» Records provided
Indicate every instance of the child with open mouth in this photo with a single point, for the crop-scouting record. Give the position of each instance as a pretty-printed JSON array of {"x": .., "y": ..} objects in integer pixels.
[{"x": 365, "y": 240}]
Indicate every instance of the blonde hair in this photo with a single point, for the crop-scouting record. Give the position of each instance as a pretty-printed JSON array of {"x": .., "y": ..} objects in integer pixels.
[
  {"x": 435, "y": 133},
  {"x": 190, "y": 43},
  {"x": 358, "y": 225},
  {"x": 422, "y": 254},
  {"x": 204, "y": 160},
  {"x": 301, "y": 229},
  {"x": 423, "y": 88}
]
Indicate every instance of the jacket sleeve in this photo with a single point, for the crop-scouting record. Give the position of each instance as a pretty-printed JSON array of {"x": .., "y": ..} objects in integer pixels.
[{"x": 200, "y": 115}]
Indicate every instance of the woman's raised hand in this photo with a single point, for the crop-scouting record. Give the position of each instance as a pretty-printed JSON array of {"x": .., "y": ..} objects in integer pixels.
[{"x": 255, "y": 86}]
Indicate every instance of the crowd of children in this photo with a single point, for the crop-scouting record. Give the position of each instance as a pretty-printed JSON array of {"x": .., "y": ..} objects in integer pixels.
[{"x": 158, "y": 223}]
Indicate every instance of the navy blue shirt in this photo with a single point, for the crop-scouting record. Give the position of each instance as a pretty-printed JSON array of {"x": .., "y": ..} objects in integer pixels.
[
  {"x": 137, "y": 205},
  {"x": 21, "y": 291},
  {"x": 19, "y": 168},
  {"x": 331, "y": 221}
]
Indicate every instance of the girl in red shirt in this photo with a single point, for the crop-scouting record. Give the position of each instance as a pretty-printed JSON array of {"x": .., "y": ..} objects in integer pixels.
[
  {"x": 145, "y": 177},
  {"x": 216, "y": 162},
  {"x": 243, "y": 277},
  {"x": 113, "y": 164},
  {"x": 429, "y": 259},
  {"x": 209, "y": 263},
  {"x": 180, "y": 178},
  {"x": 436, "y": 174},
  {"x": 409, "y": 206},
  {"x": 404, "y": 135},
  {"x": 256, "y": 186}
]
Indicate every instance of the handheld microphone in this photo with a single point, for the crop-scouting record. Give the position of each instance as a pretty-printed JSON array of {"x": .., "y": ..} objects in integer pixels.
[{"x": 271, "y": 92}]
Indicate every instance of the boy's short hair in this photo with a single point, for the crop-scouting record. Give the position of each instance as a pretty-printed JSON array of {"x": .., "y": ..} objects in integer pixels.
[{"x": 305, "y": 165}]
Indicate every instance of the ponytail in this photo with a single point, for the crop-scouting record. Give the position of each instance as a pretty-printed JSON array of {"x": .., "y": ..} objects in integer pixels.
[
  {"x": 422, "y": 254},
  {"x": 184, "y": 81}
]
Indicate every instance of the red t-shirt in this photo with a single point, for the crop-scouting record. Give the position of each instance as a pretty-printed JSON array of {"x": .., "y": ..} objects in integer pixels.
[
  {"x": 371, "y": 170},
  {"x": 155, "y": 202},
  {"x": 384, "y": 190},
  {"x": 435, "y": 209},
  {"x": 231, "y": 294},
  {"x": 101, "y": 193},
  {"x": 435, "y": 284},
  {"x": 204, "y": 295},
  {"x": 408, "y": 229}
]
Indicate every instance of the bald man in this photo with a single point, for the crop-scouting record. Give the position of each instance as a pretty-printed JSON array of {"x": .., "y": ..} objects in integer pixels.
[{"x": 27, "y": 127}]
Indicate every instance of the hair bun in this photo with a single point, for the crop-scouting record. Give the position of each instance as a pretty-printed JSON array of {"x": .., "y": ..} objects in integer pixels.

» Set task
Update the listing from the line with "Indicate every instance of the ponytail" through the end of the listing by replacing "single point" with "single marker" and leaving everything else unchanged.

» Result
Indicate every instance of the ponytail in this photo with a single marker, for the crop-scouting record. Give the position of each instance as a pretty-printed JSON array of {"x": .., "y": ..} objects in integer pixels.
[
  {"x": 422, "y": 254},
  {"x": 184, "y": 81}
]
Indicate every instance of the red t-shirt in this photo with a single marker, for the crop-scouting record. Give the position of each instance as a pretty-printed JSON array of {"x": .., "y": ..} objects in integer pixels.
[
  {"x": 371, "y": 170},
  {"x": 155, "y": 202},
  {"x": 384, "y": 190},
  {"x": 435, "y": 209},
  {"x": 231, "y": 294},
  {"x": 101, "y": 193},
  {"x": 435, "y": 284},
  {"x": 204, "y": 295},
  {"x": 408, "y": 229}
]
Indicate every instance of the bald man in this photo with a single marker, for the crop-scouting record. Give the position of each instance as a pretty-printed JSON array of {"x": .., "y": ..} objects in integer pixels.
[{"x": 27, "y": 127}]
Indicate every instance of the hair bun in this photo with a single marker, for the crop-scouting record. Give the position of each instance as a pretty-printed JSON array of {"x": .., "y": ..} objects in integer pixels.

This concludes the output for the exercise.